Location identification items
— start —

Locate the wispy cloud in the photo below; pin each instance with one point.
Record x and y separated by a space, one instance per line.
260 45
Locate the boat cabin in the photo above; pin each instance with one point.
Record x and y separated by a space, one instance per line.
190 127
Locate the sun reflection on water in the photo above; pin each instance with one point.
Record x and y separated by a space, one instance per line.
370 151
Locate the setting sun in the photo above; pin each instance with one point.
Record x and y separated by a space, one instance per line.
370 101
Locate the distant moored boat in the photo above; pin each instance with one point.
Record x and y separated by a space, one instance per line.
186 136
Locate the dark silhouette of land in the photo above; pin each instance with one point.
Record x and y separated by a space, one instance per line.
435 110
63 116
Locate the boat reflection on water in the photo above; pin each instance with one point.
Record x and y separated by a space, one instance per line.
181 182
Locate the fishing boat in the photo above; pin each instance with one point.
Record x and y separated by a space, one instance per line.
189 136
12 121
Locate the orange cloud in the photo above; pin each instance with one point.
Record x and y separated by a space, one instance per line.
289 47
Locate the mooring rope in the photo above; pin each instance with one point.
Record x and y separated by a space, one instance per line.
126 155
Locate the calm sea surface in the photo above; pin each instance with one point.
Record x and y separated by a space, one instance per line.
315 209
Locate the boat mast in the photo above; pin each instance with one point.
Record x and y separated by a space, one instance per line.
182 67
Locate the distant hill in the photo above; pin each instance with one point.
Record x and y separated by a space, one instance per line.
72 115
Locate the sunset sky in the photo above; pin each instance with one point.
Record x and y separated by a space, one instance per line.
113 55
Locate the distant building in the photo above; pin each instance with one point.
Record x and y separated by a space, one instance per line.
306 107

— end —
— start —

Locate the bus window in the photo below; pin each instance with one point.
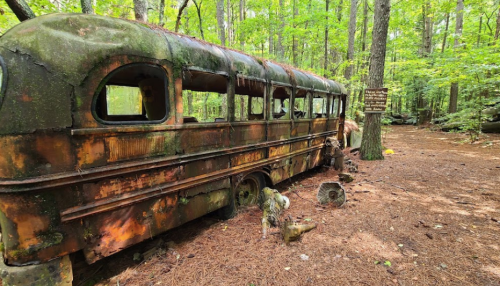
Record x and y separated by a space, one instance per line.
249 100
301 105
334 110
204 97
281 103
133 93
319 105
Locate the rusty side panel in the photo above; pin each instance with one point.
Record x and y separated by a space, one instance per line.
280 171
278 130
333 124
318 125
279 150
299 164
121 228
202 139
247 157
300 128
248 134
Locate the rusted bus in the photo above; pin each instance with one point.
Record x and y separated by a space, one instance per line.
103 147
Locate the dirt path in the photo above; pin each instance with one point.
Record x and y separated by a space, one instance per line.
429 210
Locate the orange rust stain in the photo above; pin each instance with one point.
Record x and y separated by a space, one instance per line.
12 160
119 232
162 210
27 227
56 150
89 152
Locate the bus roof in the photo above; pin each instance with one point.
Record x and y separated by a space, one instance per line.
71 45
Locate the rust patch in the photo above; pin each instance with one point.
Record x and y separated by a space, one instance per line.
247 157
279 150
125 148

— end —

Count how many of the lines above contain the string "distant", matching case exactly. Reply with the number alone.

Answer to the problem
3